Records from a dataset:
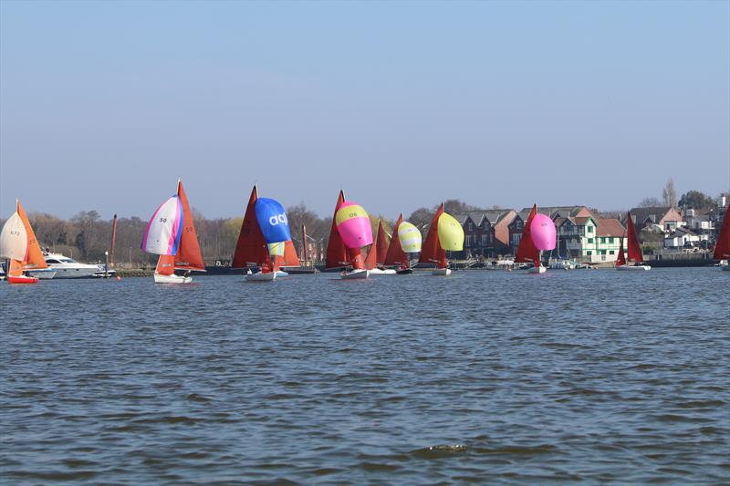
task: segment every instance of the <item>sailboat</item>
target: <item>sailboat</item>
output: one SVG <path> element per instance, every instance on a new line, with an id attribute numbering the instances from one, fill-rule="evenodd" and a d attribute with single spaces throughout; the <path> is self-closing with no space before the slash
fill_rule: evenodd
<path id="1" fill-rule="evenodd" d="M 393 233 L 393 237 L 395 237 Z M 383 268 L 385 264 L 385 256 L 388 253 L 388 234 L 385 233 L 385 228 L 382 226 L 382 221 L 378 220 L 378 235 L 375 241 L 368 250 L 368 255 L 365 257 L 365 268 L 370 271 L 370 275 L 394 275 L 395 270 L 391 268 Z"/>
<path id="2" fill-rule="evenodd" d="M 365 268 L 360 248 L 371 243 L 372 228 L 367 212 L 361 206 L 345 201 L 345 193 L 340 191 L 327 242 L 325 267 L 344 270 L 351 266 L 351 271 L 340 274 L 341 278 L 368 278 L 370 271 Z"/>
<path id="3" fill-rule="evenodd" d="M 16 201 L 16 212 L 0 233 L 0 257 L 10 259 L 7 268 L 9 284 L 35 284 L 38 279 L 23 272 L 48 268 L 19 199 Z"/>
<path id="4" fill-rule="evenodd" d="M 626 259 L 628 263 L 624 264 L 616 264 L 616 270 L 621 271 L 644 271 L 651 270 L 649 265 L 640 264 L 644 261 L 641 254 L 641 246 L 639 244 L 639 235 L 636 233 L 636 228 L 633 225 L 633 219 L 631 213 L 628 212 L 626 217 L 626 238 L 628 239 L 629 257 Z M 623 242 L 621 242 L 621 249 L 619 253 L 620 255 L 623 253 Z M 631 264 L 633 263 L 633 264 Z"/>
<path id="5" fill-rule="evenodd" d="M 190 284 L 190 272 L 205 272 L 193 212 L 180 179 L 175 194 L 157 208 L 147 223 L 141 248 L 160 255 L 154 271 L 155 284 Z M 175 270 L 185 274 L 177 275 Z"/>
<path id="6" fill-rule="evenodd" d="M 619 255 L 616 257 L 615 266 L 618 268 L 625 264 L 626 264 L 626 254 L 623 253 L 623 236 L 621 236 L 620 241 L 619 241 Z"/>
<path id="7" fill-rule="evenodd" d="M 534 204 L 522 230 L 515 263 L 533 264 L 528 273 L 544 274 L 547 269 L 542 265 L 542 253 L 555 249 L 555 223 L 548 216 L 537 212 L 537 204 Z"/>
<path id="8" fill-rule="evenodd" d="M 450 275 L 451 269 L 446 261 L 446 250 L 459 252 L 463 249 L 464 228 L 454 216 L 443 212 L 443 203 L 442 203 L 431 221 L 431 227 L 418 262 L 436 264 L 436 268 L 431 272 L 433 275 Z"/>
<path id="9" fill-rule="evenodd" d="M 287 276 L 288 274 L 279 268 L 282 260 L 287 258 L 287 242 L 291 243 L 290 240 L 289 222 L 284 207 L 273 199 L 259 198 L 255 185 L 248 198 L 231 266 L 248 268 L 246 282 L 273 282 L 277 277 Z M 290 259 L 293 251 L 291 244 Z M 258 270 L 252 272 L 252 267 Z"/>
<path id="10" fill-rule="evenodd" d="M 393 227 L 393 235 L 388 253 L 385 254 L 385 266 L 397 266 L 399 275 L 412 274 L 408 253 L 421 251 L 421 232 L 413 224 L 403 221 L 403 214 L 398 216 Z"/>
<path id="11" fill-rule="evenodd" d="M 720 234 L 714 243 L 713 258 L 715 260 L 730 260 L 730 204 L 727 205 L 727 209 L 725 212 L 723 227 L 720 229 Z M 723 270 L 730 270 L 730 264 L 722 265 L 722 268 Z"/>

#### EXERCISE GOAL:
Return all of the records above line for line, unchanged, with the pictures left out.

#### CORRECT RESPONSE:
task: segment every instance of the <item>sailboat</item>
target: <item>sailboat</item>
output: one SVG <path> element per instance, every instance on a new line, with an id attribute numbering the instances from one, fill-rule="evenodd" and a d attribute with single spaces throughout; the <path> is self-closing with no space before the slash
fill_rule: evenodd
<path id="1" fill-rule="evenodd" d="M 393 233 L 393 237 L 395 237 Z M 383 268 L 385 264 L 385 256 L 388 253 L 388 234 L 385 233 L 385 228 L 382 226 L 382 221 L 378 220 L 378 235 L 375 241 L 368 250 L 368 255 L 365 257 L 365 268 L 370 271 L 370 275 L 394 275 L 395 270 L 391 268 Z"/>
<path id="2" fill-rule="evenodd" d="M 365 268 L 360 248 L 371 243 L 372 228 L 367 212 L 361 206 L 345 201 L 345 193 L 340 191 L 327 242 L 325 267 L 344 270 L 351 266 L 351 271 L 340 274 L 341 278 L 368 278 L 370 271 Z"/>
<path id="3" fill-rule="evenodd" d="M 16 201 L 16 212 L 0 233 L 0 257 L 10 259 L 7 268 L 9 284 L 35 284 L 38 279 L 23 272 L 48 268 L 19 199 Z"/>
<path id="4" fill-rule="evenodd" d="M 626 259 L 628 263 L 624 264 L 616 264 L 616 270 L 621 271 L 644 271 L 651 270 L 649 265 L 640 264 L 644 261 L 641 254 L 641 246 L 639 244 L 639 235 L 636 233 L 636 228 L 633 225 L 633 219 L 631 213 L 628 212 L 626 217 L 626 238 L 628 239 L 629 257 Z M 623 242 L 621 242 L 621 249 L 619 253 L 620 255 L 623 253 Z M 631 264 L 633 263 L 633 264 Z"/>
<path id="5" fill-rule="evenodd" d="M 190 284 L 190 272 L 205 272 L 193 212 L 180 179 L 175 194 L 157 208 L 147 223 L 141 248 L 160 255 L 154 271 L 155 284 Z M 175 270 L 185 274 L 177 275 Z"/>
<path id="6" fill-rule="evenodd" d="M 619 255 L 616 257 L 615 266 L 618 268 L 625 264 L 626 264 L 626 254 L 623 253 L 623 236 L 621 236 L 620 241 L 619 241 Z"/>
<path id="7" fill-rule="evenodd" d="M 534 204 L 522 230 L 515 263 L 533 264 L 528 273 L 544 274 L 547 269 L 542 265 L 542 253 L 555 249 L 555 223 L 548 216 L 537 212 L 537 204 Z"/>
<path id="8" fill-rule="evenodd" d="M 450 275 L 451 269 L 446 261 L 446 250 L 459 252 L 463 249 L 464 228 L 454 216 L 443 212 L 443 203 L 442 203 L 431 221 L 431 227 L 418 262 L 436 264 L 436 268 L 431 272 L 433 275 Z"/>
<path id="9" fill-rule="evenodd" d="M 287 276 L 288 274 L 279 268 L 282 260 L 287 258 L 287 242 L 291 243 L 290 240 L 289 222 L 284 207 L 273 199 L 259 198 L 255 185 L 248 198 L 231 266 L 248 268 L 246 282 L 273 282 L 277 277 Z M 290 259 L 293 251 L 291 244 Z M 258 270 L 252 272 L 252 267 Z"/>
<path id="10" fill-rule="evenodd" d="M 393 227 L 393 235 L 388 253 L 385 254 L 385 266 L 397 266 L 399 275 L 412 274 L 408 253 L 421 251 L 421 232 L 413 224 L 403 221 L 403 214 L 398 216 Z"/>
<path id="11" fill-rule="evenodd" d="M 720 234 L 714 243 L 713 258 L 715 260 L 730 260 L 730 204 L 727 205 L 727 209 L 725 212 L 723 227 L 720 229 Z M 723 270 L 730 270 L 730 264 L 722 265 L 722 268 Z"/>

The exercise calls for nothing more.